TASK DIRECTIONS -
Could you render every line of the rows below as a Markdown table with the columns No. and Line, numbering the lines in order and skipping the blank ones?

(Excerpts of labeled region data)
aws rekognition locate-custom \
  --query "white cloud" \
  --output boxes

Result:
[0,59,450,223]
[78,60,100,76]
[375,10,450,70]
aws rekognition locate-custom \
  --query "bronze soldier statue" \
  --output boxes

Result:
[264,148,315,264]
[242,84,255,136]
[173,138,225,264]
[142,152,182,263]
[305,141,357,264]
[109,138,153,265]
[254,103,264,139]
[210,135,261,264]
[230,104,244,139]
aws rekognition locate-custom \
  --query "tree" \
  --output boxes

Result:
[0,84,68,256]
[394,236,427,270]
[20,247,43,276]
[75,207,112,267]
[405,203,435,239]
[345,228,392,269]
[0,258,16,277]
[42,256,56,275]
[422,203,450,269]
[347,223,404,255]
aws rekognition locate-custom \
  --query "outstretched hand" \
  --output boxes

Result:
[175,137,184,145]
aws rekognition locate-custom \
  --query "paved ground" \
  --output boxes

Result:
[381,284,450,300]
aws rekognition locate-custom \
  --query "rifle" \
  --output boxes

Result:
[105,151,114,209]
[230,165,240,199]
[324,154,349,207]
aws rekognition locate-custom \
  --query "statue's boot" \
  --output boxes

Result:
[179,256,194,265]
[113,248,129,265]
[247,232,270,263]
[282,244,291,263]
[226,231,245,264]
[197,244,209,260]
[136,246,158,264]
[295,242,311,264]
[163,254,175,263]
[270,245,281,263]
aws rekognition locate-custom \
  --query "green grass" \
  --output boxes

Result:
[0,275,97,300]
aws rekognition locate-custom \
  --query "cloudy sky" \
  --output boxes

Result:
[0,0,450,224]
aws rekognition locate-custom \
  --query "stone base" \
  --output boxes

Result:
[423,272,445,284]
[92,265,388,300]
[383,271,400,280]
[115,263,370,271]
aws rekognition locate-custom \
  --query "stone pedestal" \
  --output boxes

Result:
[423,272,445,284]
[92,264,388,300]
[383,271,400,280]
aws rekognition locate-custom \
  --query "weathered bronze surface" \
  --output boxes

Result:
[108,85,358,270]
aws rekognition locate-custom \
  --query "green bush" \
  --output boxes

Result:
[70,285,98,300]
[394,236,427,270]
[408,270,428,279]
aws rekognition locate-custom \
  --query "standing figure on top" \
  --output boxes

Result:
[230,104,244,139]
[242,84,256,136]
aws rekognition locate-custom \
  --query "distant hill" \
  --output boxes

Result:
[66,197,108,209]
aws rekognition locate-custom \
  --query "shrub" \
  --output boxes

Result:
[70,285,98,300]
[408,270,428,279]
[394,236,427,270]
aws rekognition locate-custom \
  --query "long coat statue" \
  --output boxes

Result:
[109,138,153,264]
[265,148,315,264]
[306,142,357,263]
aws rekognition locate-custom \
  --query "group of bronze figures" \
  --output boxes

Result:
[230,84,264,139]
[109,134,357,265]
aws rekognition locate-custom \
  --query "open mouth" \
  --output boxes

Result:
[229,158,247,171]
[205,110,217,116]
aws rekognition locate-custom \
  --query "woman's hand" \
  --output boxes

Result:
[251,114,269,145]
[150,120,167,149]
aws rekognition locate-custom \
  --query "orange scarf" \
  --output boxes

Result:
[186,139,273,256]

RESPONSE TO THE TASK -
| No. | Line |
|---|---|
| 1 | aws rekognition locate-custom \ |
| 2 |   --query "white cloud" \ |
| 3 |   --output boxes |
| 4 | Result: |
| 5 | [0,59,450,223] |
| 6 | [78,60,100,76] |
| 7 | [375,10,450,70] |
| 8 | aws rekognition locate-custom \ |
| 9 |   --query "bronze soldier statue" \ |
| 10 |   --output boxes |
| 11 | Result: |
| 12 | [264,148,315,264] |
| 13 | [242,84,255,136] |
| 14 | [173,138,225,264] |
| 15 | [142,152,182,263] |
| 16 | [305,141,357,264] |
| 17 | [109,138,153,265] |
| 18 | [254,103,264,139] |
| 19 | [210,135,261,264] |
| 20 | [230,104,244,139] |
| 21 | aws rekognition locate-custom \ |
| 22 |   --query "tree" \ |
| 23 |   --output boxes |
| 24 | Result: |
| 25 | [0,84,68,256] |
| 26 | [394,236,427,270] |
| 27 | [20,247,43,276] |
| 28 | [75,207,112,267] |
| 29 | [405,203,435,239] |
| 30 | [345,228,392,269] |
| 31 | [0,258,16,277] |
| 32 | [42,256,56,275] |
| 33 | [422,203,450,269] |
| 34 | [347,223,404,255] |
| 35 | aws rekognition locate-custom \ |
| 36 |   --query "outstretched hand" \ |
| 37 |   --output boxes |
| 38 | Result: |
| 39 | [175,137,184,145] |
| 40 | aws rekognition locate-custom \ |
| 41 |   --query "paved ground" \ |
| 42 |   --output boxes |
| 43 | Result: |
| 44 | [381,284,450,300] |
| 45 | aws rekognition locate-custom \ |
| 46 |   --query "rifle" \ |
| 47 |   --output boxes |
| 48 | Result: |
| 49 | [105,151,114,209] |
| 50 | [230,165,240,199] |
| 51 | [324,154,349,207] |
| 52 | aws rekognition locate-custom \ |
| 53 |   --query "statue's boot" \ |
| 54 |   --output boxes |
| 55 | Result: |
| 56 | [179,256,194,265] |
| 57 | [113,248,129,265] |
| 58 | [247,232,270,263] |
| 59 | [282,244,291,263] |
| 60 | [226,231,245,264] |
| 61 | [197,244,209,260] |
| 62 | [136,246,158,264] |
| 63 | [295,242,311,264] |
| 64 | [163,254,175,263] |
| 65 | [270,245,281,263] |
| 66 | aws rekognition locate-custom \ |
| 67 |   --query "green grass" \ |
| 68 |   --output boxes |
| 69 | Result: |
| 70 | [0,275,97,300] |
| 71 | aws rekognition locate-custom \ |
| 72 |   --query "cloudy sky" \ |
| 73 |   --output boxes |
| 74 | Result: |
| 75 | [0,0,450,224] |
| 76 | aws rekognition locate-custom \ |
| 77 |   --query "stone base" \ |
| 78 |   --output boxes |
| 79 | Result: |
| 80 | [423,272,445,284] |
| 81 | [92,265,388,300] |
| 82 | [383,271,400,280] |
| 83 | [115,263,370,271] |
| 84 | aws rekognition locate-custom \ |
| 85 |   --query "stone pedestal" \ |
| 86 |   --output boxes |
| 87 | Result: |
| 88 | [423,272,445,284] |
| 89 | [92,264,388,300] |
| 90 | [383,271,400,280] |
| 91 | aws rekognition locate-custom \ |
| 92 |   --query "weathered bronze surface" \ |
| 93 |   --output boxes |
| 94 | Result: |
| 95 | [108,85,358,270] |
| 96 | aws rekognition locate-custom \ |
| 97 |   --query "green bush" \ |
| 98 |   --output boxes |
| 99 | Result: |
| 100 | [70,285,98,300] |
| 101 | [394,236,427,270] |
| 102 | [408,270,428,279] |
| 103 | aws rekognition locate-custom \ |
| 104 |   --query "standing figure on top" \ |
| 105 |   --output boxes |
| 106 | Result: |
| 107 | [230,104,244,139] |
| 108 | [242,84,256,136] |
| 109 | aws rekognition locate-custom \ |
| 110 |   --query "distant hill" \ |
| 111 |   --output boxes |
| 112 | Result: |
| 113 | [66,197,108,209] |
| 114 | aws rekognition locate-custom \ |
| 115 |   --query "shrub" \ |
| 116 |   --output boxes |
| 117 | Result: |
| 118 | [70,285,98,300] |
| 119 | [408,270,428,279] |
| 120 | [394,236,427,270] |
| 121 | aws rekognition locate-custom \ |
| 122 |   --query "long coat statue" \ |
| 123 |   --output boxes |
| 124 | Result: |
| 125 | [109,138,153,264] |
| 126 | [265,148,315,264] |
| 127 | [306,142,357,263] |
| 128 | aws rekognition locate-custom \ |
| 129 |   --query "group of bronze figures" \ |
| 130 |   --output boxes |
| 131 | Result: |
| 132 | [230,84,264,139] |
| 133 | [109,134,357,265] |
| 134 | aws rekognition locate-custom \ |
| 135 |   --query "open mouth" \ |
| 136 |   --output boxes |
| 137 | Result: |
| 138 | [229,158,247,171] |
| 139 | [205,110,217,116] |
| 140 | aws rekognition locate-custom \ |
| 141 |   --query "woman's hand" \ |
| 142 |   --output boxes |
| 143 | Result: |
| 144 | [251,114,269,145] |
| 145 | [150,120,167,149] |
| 146 | aws rekognition locate-custom \ |
| 147 |   --query "orange scarf" \ |
| 148 |   --output boxes |
| 149 | Result: |
| 150 | [186,139,273,256] |